● ACTIVITY:
Drop the pictures from the entries below, then reproduce the rest exactly.

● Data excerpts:
________________________________________

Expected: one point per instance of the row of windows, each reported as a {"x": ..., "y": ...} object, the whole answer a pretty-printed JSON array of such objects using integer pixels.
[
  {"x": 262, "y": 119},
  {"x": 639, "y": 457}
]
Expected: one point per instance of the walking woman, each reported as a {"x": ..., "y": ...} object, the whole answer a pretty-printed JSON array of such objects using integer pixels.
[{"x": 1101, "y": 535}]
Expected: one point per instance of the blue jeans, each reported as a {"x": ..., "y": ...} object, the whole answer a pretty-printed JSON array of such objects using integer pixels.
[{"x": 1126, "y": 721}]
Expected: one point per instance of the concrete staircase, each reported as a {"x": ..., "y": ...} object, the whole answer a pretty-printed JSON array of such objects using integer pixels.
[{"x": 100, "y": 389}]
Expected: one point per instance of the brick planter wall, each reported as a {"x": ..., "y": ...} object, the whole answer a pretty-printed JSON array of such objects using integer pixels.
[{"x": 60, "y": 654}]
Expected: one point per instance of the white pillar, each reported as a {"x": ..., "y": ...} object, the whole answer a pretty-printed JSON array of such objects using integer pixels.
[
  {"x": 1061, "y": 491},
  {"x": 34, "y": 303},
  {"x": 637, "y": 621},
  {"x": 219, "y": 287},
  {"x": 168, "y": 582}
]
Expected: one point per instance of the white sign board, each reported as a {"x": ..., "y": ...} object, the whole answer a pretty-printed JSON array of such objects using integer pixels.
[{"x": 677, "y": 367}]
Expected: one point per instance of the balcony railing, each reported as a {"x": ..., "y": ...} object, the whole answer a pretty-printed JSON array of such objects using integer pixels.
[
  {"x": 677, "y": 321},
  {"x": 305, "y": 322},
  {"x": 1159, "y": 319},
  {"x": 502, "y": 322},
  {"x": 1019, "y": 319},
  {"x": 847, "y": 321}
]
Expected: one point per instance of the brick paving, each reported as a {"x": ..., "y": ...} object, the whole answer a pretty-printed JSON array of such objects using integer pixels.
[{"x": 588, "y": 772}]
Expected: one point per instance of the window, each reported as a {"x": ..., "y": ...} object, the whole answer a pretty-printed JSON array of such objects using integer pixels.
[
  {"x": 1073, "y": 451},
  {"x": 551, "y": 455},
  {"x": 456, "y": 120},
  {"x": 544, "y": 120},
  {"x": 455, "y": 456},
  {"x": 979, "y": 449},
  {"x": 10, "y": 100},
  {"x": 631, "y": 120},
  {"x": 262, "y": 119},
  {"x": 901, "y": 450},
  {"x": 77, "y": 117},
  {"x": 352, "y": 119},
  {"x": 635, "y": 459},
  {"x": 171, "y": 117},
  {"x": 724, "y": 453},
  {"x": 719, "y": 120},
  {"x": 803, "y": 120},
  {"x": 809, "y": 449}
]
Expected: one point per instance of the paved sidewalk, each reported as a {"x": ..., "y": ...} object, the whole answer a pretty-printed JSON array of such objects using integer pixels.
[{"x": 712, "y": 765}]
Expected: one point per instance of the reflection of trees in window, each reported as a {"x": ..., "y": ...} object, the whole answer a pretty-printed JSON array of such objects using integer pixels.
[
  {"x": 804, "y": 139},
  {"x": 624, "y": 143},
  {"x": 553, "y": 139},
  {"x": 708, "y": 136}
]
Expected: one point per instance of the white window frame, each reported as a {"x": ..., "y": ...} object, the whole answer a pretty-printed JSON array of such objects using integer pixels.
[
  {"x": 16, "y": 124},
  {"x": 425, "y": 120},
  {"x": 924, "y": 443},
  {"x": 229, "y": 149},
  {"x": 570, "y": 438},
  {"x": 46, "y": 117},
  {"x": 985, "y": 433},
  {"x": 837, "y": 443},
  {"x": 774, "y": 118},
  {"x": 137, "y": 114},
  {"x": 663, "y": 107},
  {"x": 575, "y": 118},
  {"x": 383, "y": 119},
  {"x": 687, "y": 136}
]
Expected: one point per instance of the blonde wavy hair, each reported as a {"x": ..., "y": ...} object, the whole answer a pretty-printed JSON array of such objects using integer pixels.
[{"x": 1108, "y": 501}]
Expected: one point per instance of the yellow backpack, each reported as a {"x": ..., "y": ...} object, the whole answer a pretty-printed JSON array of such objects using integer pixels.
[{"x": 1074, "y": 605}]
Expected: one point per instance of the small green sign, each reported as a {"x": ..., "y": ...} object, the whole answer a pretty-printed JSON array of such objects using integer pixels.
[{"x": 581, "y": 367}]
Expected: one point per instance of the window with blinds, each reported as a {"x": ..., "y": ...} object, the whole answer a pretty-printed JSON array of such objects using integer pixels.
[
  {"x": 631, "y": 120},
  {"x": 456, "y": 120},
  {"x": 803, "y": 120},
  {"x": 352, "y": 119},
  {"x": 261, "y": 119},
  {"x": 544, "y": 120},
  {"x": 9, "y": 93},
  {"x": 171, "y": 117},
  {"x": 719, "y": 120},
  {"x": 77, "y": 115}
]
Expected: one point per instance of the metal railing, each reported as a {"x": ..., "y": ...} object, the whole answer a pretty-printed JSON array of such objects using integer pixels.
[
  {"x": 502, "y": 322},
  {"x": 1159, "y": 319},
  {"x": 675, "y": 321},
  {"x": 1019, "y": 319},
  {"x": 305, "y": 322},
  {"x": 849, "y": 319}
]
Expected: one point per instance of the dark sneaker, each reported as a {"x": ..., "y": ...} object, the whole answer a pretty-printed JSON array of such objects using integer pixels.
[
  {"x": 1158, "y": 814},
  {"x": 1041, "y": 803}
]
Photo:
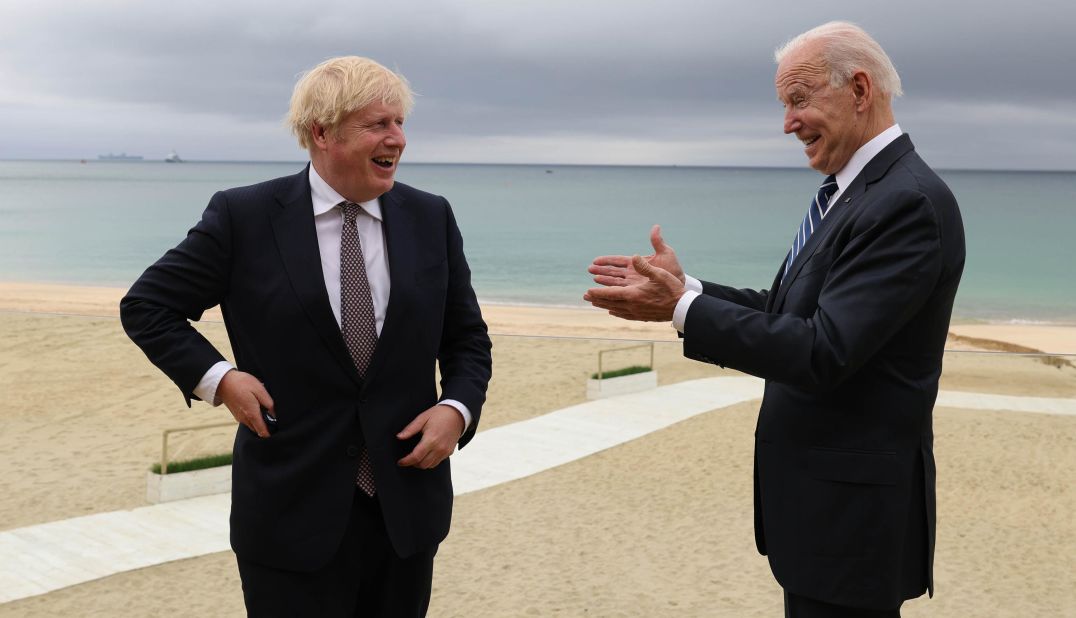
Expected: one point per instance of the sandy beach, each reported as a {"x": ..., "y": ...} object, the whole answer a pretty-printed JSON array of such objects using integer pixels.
[{"x": 657, "y": 527}]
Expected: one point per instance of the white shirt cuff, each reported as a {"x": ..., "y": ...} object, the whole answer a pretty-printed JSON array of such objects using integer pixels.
[
  {"x": 680, "y": 313},
  {"x": 692, "y": 283},
  {"x": 207, "y": 387},
  {"x": 462, "y": 409}
]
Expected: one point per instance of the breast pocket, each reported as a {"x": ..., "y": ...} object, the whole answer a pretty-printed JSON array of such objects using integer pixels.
[{"x": 433, "y": 276}]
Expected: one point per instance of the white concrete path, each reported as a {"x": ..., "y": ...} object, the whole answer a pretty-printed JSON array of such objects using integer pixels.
[{"x": 42, "y": 558}]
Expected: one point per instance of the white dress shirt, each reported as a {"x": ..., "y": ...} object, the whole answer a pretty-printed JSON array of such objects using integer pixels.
[
  {"x": 328, "y": 224},
  {"x": 845, "y": 178}
]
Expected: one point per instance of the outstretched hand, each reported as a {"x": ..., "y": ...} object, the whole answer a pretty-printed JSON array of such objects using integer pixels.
[
  {"x": 651, "y": 297},
  {"x": 617, "y": 270}
]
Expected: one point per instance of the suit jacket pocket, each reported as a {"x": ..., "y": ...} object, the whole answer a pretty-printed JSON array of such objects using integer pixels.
[
  {"x": 854, "y": 466},
  {"x": 822, "y": 258},
  {"x": 435, "y": 275}
]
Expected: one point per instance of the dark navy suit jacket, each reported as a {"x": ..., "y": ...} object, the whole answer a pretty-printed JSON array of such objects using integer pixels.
[
  {"x": 255, "y": 253},
  {"x": 850, "y": 346}
]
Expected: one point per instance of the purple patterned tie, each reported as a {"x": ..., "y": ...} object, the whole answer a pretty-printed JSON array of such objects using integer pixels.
[{"x": 357, "y": 322}]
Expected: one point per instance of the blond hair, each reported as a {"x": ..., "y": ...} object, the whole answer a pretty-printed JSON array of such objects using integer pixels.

________________________________________

● RESPONSE TO THE EXERCISE:
Expected: one point per instance of the row of windows, each reported as a {"x": ..., "y": ...} object, the whole answer a pretty-printed JSON array of such objects using integer pixels.
[
  {"x": 262, "y": 119},
  {"x": 639, "y": 457}
]
Expected: one point per instance of the walking woman, each reported as a {"x": ..., "y": ...} object, the whole answer a pretty-printed JSON array of such objects using integer pixels.
[{"x": 1101, "y": 535}]
Expected: one point per instance of the blue jeans, each reported as a {"x": ..., "y": ...} object, the whole answer a pretty-printed JSON array of such objects using integer pixels.
[{"x": 1126, "y": 721}]
Expected: one point per instance of the concrete staircase, each reported as a {"x": ..., "y": ...} object, the whole answer a pretty-printed JSON array of such objects using integer pixels.
[{"x": 100, "y": 389}]
Expected: one point per instance of the brick planter wall, each reported as a {"x": ..., "y": ...} object, the whole answer a pretty-printed JSON array of such objects using integer pixels.
[{"x": 60, "y": 654}]
Expected: one point per instance of the white pillar, each reported as a {"x": ..., "y": ...} object, the whole answer a pretty-printed JSON array of such objects using integer pixels.
[
  {"x": 1061, "y": 491},
  {"x": 34, "y": 303},
  {"x": 637, "y": 621},
  {"x": 219, "y": 287},
  {"x": 168, "y": 582}
]
Expected: one point per instance of the white sign board, each reported as a {"x": ..., "y": ...} object, the whole answer a pretty-printed JSON array of such objects using integer pixels.
[{"x": 677, "y": 367}]
Expected: one point per instance of the balcony railing, each reported as a {"x": ..., "y": ...} object, the whole answer a pretty-printed JSON array of such objects using integer pixels.
[
  {"x": 677, "y": 321},
  {"x": 305, "y": 322},
  {"x": 1159, "y": 319},
  {"x": 502, "y": 322},
  {"x": 1019, "y": 319},
  {"x": 847, "y": 321}
]
Expected: one point per instance of the brick paving, each reported as a {"x": ..., "y": ...} object, the whole answer a pretty-printed JSON array of such objects using integer pixels.
[{"x": 588, "y": 772}]
Expected: one point per instance of the window, each reported as a {"x": ..., "y": ...} object, the whole answer a pretty-printed JSON array of such objects using integer pixels.
[
  {"x": 1073, "y": 451},
  {"x": 551, "y": 455},
  {"x": 456, "y": 120},
  {"x": 544, "y": 120},
  {"x": 455, "y": 456},
  {"x": 979, "y": 449},
  {"x": 10, "y": 100},
  {"x": 631, "y": 120},
  {"x": 262, "y": 119},
  {"x": 901, "y": 450},
  {"x": 77, "y": 117},
  {"x": 352, "y": 119},
  {"x": 635, "y": 459},
  {"x": 171, "y": 117},
  {"x": 724, "y": 453},
  {"x": 719, "y": 120},
  {"x": 803, "y": 120},
  {"x": 809, "y": 449}
]
Expected: one point per instance of the paved sidewalk, each reported as a {"x": ..., "y": ...} object, the whole answer a pretty-printed JSON array of such objects using integer pixels.
[{"x": 712, "y": 765}]
Expected: one point per instance of the reflection of trees in window, each reported as a {"x": ..., "y": ...} object, the whole answer a pretty-printed JSON array of such objects using integer pixels.
[
  {"x": 804, "y": 139},
  {"x": 624, "y": 143},
  {"x": 553, "y": 139},
  {"x": 708, "y": 136}
]
Expected: one point per instance of the white window frame, each reported as a {"x": ..., "y": ...} object, the whole answer a pretty-printed JSON array of such objects using integer pixels.
[
  {"x": 16, "y": 124},
  {"x": 425, "y": 120},
  {"x": 924, "y": 443},
  {"x": 229, "y": 149},
  {"x": 570, "y": 438},
  {"x": 46, "y": 117},
  {"x": 985, "y": 433},
  {"x": 837, "y": 443},
  {"x": 774, "y": 118},
  {"x": 137, "y": 114},
  {"x": 663, "y": 107},
  {"x": 575, "y": 118},
  {"x": 383, "y": 119},
  {"x": 687, "y": 136}
]
Expected: one point per instance of the blonde wavy hair, each reported as a {"x": ..., "y": ...} object, the whole answer a pretty-printed JSON array of such objects using integer pixels.
[{"x": 1108, "y": 501}]
Expected: one point per instance of the yellow backpack, each reported as a {"x": ..., "y": ...} object, the whole answer a pretty-printed JSON array of such objects using integer pixels.
[{"x": 1074, "y": 605}]
Expected: one point per instance of the small green sign, each reported as a {"x": ..., "y": ...} object, the whole answer a pretty-printed JSON array of such objects using integer pixels.
[{"x": 581, "y": 367}]
Expected: one point per instance of the window with blinds, each reported as a {"x": ..., "y": ...} object, the whole answer a pretty-printed JSON array of such objects using integer pixels.
[
  {"x": 631, "y": 120},
  {"x": 456, "y": 120},
  {"x": 803, "y": 120},
  {"x": 352, "y": 119},
  {"x": 261, "y": 119},
  {"x": 544, "y": 120},
  {"x": 9, "y": 93},
  {"x": 171, "y": 117},
  {"x": 719, "y": 120},
  {"x": 77, "y": 115}
]
Expected: one point per instance of the metal railing, each reported as a {"x": ..., "y": ...} object, the whole answer a pretty-printed JSON array of such objects using integer pixels.
[
  {"x": 502, "y": 322},
  {"x": 1159, "y": 319},
  {"x": 675, "y": 321},
  {"x": 1019, "y": 319},
  {"x": 305, "y": 322},
  {"x": 849, "y": 319}
]
Expected: one point per instance of the dark sneaker, each reported as a {"x": ..., "y": ...} object, the whole answer a pretty-printed JSON array of such objects using integer pixels.
[
  {"x": 1158, "y": 814},
  {"x": 1041, "y": 803}
]
Photo:
Expected: one point per instance of the sandy beach, each reported as a {"x": ..., "y": ...} object, the whole answer a pretty-printed JSON array of such objects using integer pixels.
[{"x": 657, "y": 527}]
Expected: one point per instance of the white shirt cuff, each reported as a {"x": ..., "y": ...} object, the whole answer a pretty-printed JSON array of such objects using integer pixels.
[
  {"x": 680, "y": 313},
  {"x": 692, "y": 283},
  {"x": 207, "y": 387},
  {"x": 462, "y": 409}
]
Expected: one point per instance of the breast pocket, each reported as a {"x": ..., "y": ...} object, the whole answer a pretty-printed JSON array of such objects using integer pixels.
[{"x": 433, "y": 276}]
Expected: one point per instance of the white concrete path, each reported as a {"x": ..., "y": ...} object, the whole answer a pretty-printed JSON array of such objects using integer pixels.
[{"x": 42, "y": 558}]
Expected: one point per instance of the white dress shirt, each reported as a {"x": ..., "y": ...} object, the whole answer a pretty-printed JSON array of such objects using integer pixels.
[
  {"x": 328, "y": 224},
  {"x": 845, "y": 178}
]
Expected: one point per instance of the outstretched hand, each reported as a {"x": ..., "y": ...} object, the whole answer a pretty-printed JSON array of such objects using integer pixels.
[
  {"x": 651, "y": 297},
  {"x": 617, "y": 270}
]
Expected: one point per instance of the suit jacket pocket, each reported as a {"x": ..., "y": ...} object, the whole answer a pretty-printed JSON array of such objects using integer pixels.
[
  {"x": 854, "y": 466},
  {"x": 822, "y": 258},
  {"x": 435, "y": 275}
]
Expected: one point per instance of the dark navy suit jacket, each reported as a {"x": ..., "y": ...} object, the whole answer a pretty-printed JSON array of such objects using integer pixels.
[
  {"x": 255, "y": 253},
  {"x": 850, "y": 346}
]
Expected: one point per instance of the purple patterned tie, each reported as a {"x": ..., "y": ...} object, the whole answer a pretty-printed JSON array of such objects using integer pixels.
[{"x": 357, "y": 322}]
Expected: one point per instance of the blond hair, each reported as a {"x": ..., "y": ...} object, the whole answer a pretty-printed JSON array of such objects using integer pixels.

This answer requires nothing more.